Defining anonymization rules for CDP logs
CDP includes a set of default anonymization rules and allows you to define custom anonymization rules in order to remove sensitive information from CDP logs.
Use PCRE convention for writing custom anonymization rule patterns.
Anonymization rules are applied to the following logs:
- Cluster logs collected during deployments and automatically sent to Cloudera. See Enabling environment telemetry.
- Diagnostics logs that can be collected for troubleshooting and sent to Cloudera Support. See Generating a VM-based diagnostic bundle.
Default anonymization rules
CDP includes a set of default anonymization rules that anonymize the following:
Anonymization rule (PCRE) | Replacement | Description |
---|---|---|
\b([A-Za-z0-9]|[A-Za-z0-9][A-Za-z0-9\-\._]*[A-Za-z0-9])@(([A-Za-z0-9]|[A-Za-z][A-Za-z0-9\-]*[A-Za-z0-9])\.)+([A-Za-z0-9]|[A-Za-z0-9][A-Za-z0-9\-]*[A-Za-z0-9])\b | email@redacted.host | Email addresses |
\d{4}[^\w]\d{4}[^\w]\d{4}[^\w]\d{4} | XXXX-XXXX-XXXX-XXXX | Credit card numbers |
\d{3}[^\w]\d{2}[^\w]\d{4} | XXX-XX-XXXX | SSN |
FPW\:\s+[\w|\W].* | FPW: [REDACTED] | FreeIPA (workload) password |
cdpHashedPassword=.*['] | [CDP PWD ATTRS REDACTED] | Hashed FreeIPA (workload) password. |
Creating anonymization rule patterns
Use PCRE convention for writing anonymization rule patterns. For each pattern, come up with a replacement string.
▬▬▬▬▬▬▬▬▬▬
INSTRUCTIONS FOR THE TASK | From the page on anonymizing CDP logs, list every kind of information that the default anonymization rules hide. The material after this page has nothing to do with it.
▬▬▬▬▬▬▬▬▬▬
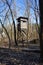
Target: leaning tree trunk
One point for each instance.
(41, 29)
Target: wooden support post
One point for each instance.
(41, 28)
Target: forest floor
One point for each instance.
(17, 56)
(20, 55)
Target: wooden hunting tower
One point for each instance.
(22, 26)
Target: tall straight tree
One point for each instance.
(41, 28)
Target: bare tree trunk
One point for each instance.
(6, 33)
(41, 29)
(13, 22)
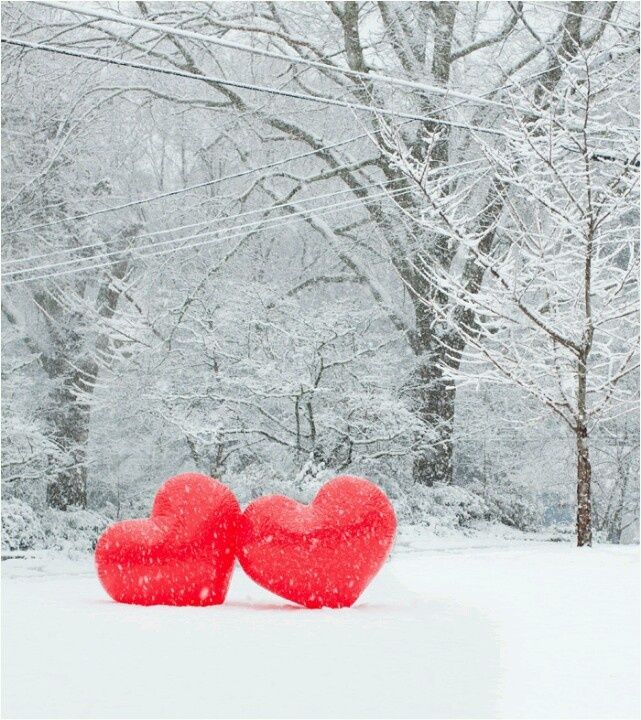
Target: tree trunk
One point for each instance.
(583, 489)
(435, 397)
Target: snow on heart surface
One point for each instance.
(183, 554)
(323, 554)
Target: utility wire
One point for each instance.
(207, 183)
(617, 24)
(277, 222)
(209, 221)
(321, 99)
(368, 76)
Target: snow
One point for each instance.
(472, 627)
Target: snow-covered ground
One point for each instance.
(474, 627)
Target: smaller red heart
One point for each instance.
(182, 555)
(323, 554)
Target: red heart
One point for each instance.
(323, 554)
(182, 555)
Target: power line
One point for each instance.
(583, 17)
(368, 76)
(276, 222)
(197, 186)
(321, 99)
(81, 248)
(323, 196)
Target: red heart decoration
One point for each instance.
(182, 555)
(323, 554)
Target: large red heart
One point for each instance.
(323, 554)
(182, 555)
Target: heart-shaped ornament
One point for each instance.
(323, 554)
(183, 554)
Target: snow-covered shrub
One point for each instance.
(21, 528)
(441, 506)
(76, 530)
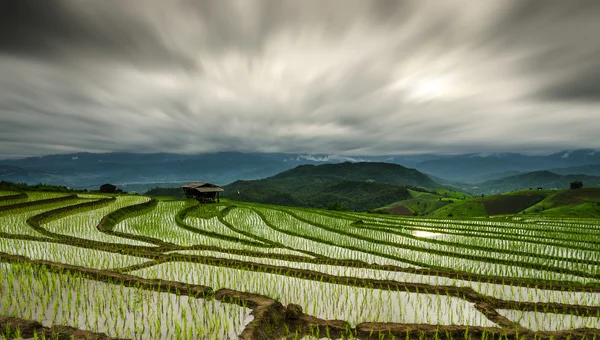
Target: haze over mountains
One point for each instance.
(142, 171)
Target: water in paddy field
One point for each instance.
(118, 311)
(327, 300)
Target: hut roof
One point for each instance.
(203, 187)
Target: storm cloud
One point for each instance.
(342, 77)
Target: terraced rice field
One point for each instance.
(133, 267)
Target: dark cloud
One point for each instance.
(347, 76)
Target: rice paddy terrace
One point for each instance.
(101, 267)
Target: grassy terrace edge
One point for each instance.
(273, 320)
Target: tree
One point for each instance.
(108, 188)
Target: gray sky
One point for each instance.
(346, 77)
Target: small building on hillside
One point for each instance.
(202, 192)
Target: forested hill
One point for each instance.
(356, 186)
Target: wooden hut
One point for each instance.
(203, 192)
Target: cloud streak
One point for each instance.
(344, 77)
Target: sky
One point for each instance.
(348, 77)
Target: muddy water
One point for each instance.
(113, 309)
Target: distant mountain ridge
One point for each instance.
(475, 167)
(358, 186)
(87, 170)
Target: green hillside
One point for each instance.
(423, 202)
(353, 186)
(583, 202)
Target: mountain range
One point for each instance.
(138, 172)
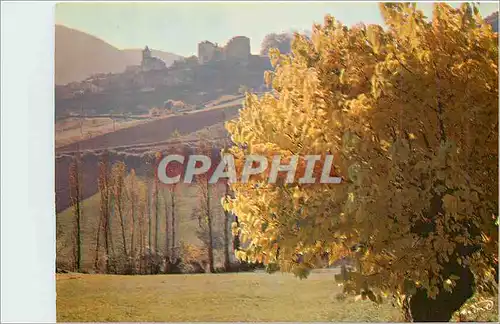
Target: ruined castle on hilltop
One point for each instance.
(238, 48)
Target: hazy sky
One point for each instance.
(177, 27)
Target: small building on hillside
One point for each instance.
(150, 62)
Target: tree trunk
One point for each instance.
(97, 245)
(149, 216)
(441, 309)
(227, 215)
(157, 216)
(172, 196)
(210, 233)
(167, 246)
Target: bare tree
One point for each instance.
(76, 198)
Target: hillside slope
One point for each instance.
(79, 55)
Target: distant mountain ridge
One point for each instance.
(78, 55)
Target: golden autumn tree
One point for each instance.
(410, 113)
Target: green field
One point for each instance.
(210, 297)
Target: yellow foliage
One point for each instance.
(410, 113)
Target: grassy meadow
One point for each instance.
(232, 297)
▬▬▬▬▬▬▬▬▬▬
EXERCISE RESULT |
- Email addresses
- Credit card numbers
- SSN
- FreeIPA (workload) password
- Hashed FreeIPA (workload) password